• **What to produce**
Render every line of the records below as a numbered list, leaving out any blank lines.

• **Dataset excerpts**
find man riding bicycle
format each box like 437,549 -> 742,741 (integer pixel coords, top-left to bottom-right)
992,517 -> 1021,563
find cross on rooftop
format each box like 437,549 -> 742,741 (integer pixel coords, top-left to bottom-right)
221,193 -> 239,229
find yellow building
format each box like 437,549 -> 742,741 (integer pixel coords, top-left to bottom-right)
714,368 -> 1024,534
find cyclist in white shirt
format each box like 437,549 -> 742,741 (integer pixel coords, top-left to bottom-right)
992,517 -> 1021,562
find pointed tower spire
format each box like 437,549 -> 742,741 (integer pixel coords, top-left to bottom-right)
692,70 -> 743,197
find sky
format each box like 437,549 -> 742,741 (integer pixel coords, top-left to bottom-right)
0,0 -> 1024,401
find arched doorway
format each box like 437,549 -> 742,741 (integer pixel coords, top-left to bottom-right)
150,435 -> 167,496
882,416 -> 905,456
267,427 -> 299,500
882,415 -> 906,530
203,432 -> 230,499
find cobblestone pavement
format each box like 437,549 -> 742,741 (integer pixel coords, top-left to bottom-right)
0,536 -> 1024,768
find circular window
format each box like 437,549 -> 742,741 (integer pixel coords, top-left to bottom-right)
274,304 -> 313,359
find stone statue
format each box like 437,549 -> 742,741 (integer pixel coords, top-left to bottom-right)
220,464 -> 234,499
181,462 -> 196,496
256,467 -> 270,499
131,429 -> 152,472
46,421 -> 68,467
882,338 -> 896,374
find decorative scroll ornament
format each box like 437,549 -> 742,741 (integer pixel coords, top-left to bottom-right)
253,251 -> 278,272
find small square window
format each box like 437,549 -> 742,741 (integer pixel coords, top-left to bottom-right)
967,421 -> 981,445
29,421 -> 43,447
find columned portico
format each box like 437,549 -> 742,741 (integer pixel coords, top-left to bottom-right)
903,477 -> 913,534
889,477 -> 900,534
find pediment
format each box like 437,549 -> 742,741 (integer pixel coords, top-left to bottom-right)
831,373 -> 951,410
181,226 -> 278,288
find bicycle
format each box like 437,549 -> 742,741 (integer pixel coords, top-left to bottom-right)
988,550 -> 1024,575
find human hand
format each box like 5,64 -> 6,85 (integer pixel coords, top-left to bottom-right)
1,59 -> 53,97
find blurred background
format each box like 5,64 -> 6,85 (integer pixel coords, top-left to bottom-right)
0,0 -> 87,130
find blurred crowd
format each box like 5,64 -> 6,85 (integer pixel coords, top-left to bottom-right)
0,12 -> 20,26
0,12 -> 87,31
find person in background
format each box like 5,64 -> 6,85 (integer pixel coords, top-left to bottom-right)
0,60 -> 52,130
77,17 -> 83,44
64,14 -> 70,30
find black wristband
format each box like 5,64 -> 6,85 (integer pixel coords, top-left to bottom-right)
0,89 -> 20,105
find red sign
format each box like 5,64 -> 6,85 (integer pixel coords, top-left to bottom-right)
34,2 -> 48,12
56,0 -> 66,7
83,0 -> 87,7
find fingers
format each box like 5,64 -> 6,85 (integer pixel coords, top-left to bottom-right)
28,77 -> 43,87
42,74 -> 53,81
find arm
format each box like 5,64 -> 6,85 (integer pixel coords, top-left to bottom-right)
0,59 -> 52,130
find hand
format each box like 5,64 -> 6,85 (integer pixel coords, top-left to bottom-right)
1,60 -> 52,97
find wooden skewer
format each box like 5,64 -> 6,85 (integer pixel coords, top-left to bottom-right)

• **Full answer**
1. find man riding bicycle
2. format each box like 437,549 -> 742,741 (integer pixel coords, top-left to bottom-right)
3. 992,517 -> 1021,563
4. find cross on rooftop
5. format each box like 437,549 -> 742,741 (integer pixel coords, top-left to bottom-right)
6. 221,193 -> 239,229
7. find yellow building
8. format each box like 437,549 -> 742,741 (integer pixel coords, top-left to bottom-right)
9. 714,368 -> 1024,534
10. find cyclist in white shirt
11. format each box like 437,549 -> 742,741 (integer pixel coords, top-left to bottom-right)
12. 992,517 -> 1021,562
13. find pointed tower spire
14. format each box like 437,549 -> 742,741 (integer pixel coords, top-left to bottom-right)
15. 692,70 -> 743,197
16. find sky
17. format each box like 437,549 -> 742,741 (integer pixel coords, top-left to bottom-right)
18. 0,0 -> 1024,401
19. find arched doorway
20. format each box like 437,549 -> 742,741 (integer pixel coords, top-left to bottom-right)
21. 150,435 -> 167,496
22. 882,416 -> 905,456
23. 267,427 -> 299,500
24. 882,415 -> 906,530
25. 203,432 -> 230,499
26. find cobblestone pavement
27. format each box like 437,549 -> 742,741 (integer pixel coords, top-left to bottom-right)
28. 0,536 -> 1024,768
29. find circular window
30. format each box like 437,549 -> 742,741 (integer pixel coords, top-left to bottom-right)
31. 274,304 -> 313,359
32. find stone statue
33. format each box like 437,549 -> 742,741 (integer pixel coords, top-left to bottom-right)
34. 220,464 -> 234,499
35. 181,462 -> 196,496
36. 256,467 -> 270,499
37. 131,429 -> 152,472
38. 46,421 -> 68,467
39. 882,338 -> 896,374
40. find decorative scroll ornament
41. format each box like 437,549 -> 742,741 (integer pixel coords, top-left to bottom-right)
42. 253,251 -> 278,272
43. find small square window
44. format each box like 437,549 -> 742,741 (integer pixel coords, top-left to bottom-right)
45. 967,421 -> 981,445
46. 29,421 -> 43,447
47. find columned portico
48. format each box like 437,549 -> 742,741 (integer pixel coords, top-left to bottom-right)
49. 903,477 -> 913,534
50. 889,477 -> 900,534
51. find pediment
52. format each box like 437,549 -> 742,741 (integer pixel coords, top-left to bottom-right)
53. 831,373 -> 951,410
54. 181,226 -> 278,288
55. find bicycle
56. format each box like 437,549 -> 742,741 (integer pixel coords, top-left to bottom-right)
57. 988,550 -> 1024,575
58. find human hand
59. format each box like 5,64 -> 6,85 (integer pixel coords, top-left to bottom-right)
60. 1,59 -> 53,97
61. find blurred background
62. format each box like 5,64 -> 6,85 (integer pixel coords, top-left to bottom-right)
63. 0,0 -> 87,130
64. find blurred crowd
65. format each box like 5,64 -> 6,85 (integer pixel coords, top-left to bottom-right)
66. 0,12 -> 20,26
67. 0,12 -> 87,31
68. find person in background
69. format each box like 5,64 -> 6,85 (integer pixel coords, top-left to bottom-right)
70. 0,60 -> 52,130
71. 77,17 -> 83,44
72. 64,14 -> 70,30
73. find black wristband
74. format each box like 5,64 -> 6,85 (integer pixel coords, top-left to bottom-right)
75. 0,89 -> 20,105
76. find red sign
77. format each box like 5,64 -> 6,85 (integer pixel coords, top-left to bottom-right)
78. 34,2 -> 48,12
79. 56,0 -> 66,7
80. 83,0 -> 87,7
81. find fingers
82. format each box like 5,64 -> 6,85 (integer pixel coords, top-left to bottom-right)
83. 28,77 -> 43,87
84. 42,74 -> 53,81
85. find arm
86. format each box like 5,64 -> 6,85 (integer pixel coords, top-left to bottom-right)
87. 0,59 -> 52,130
88. find hand
89. format each box like 5,64 -> 6,85 (integer pixel coords, top-left to bottom-right)
90. 1,60 -> 52,97
91. find wooden skewer
92. format each box like 5,64 -> 6,85 (integer pixel coords, top-left to bottom-right)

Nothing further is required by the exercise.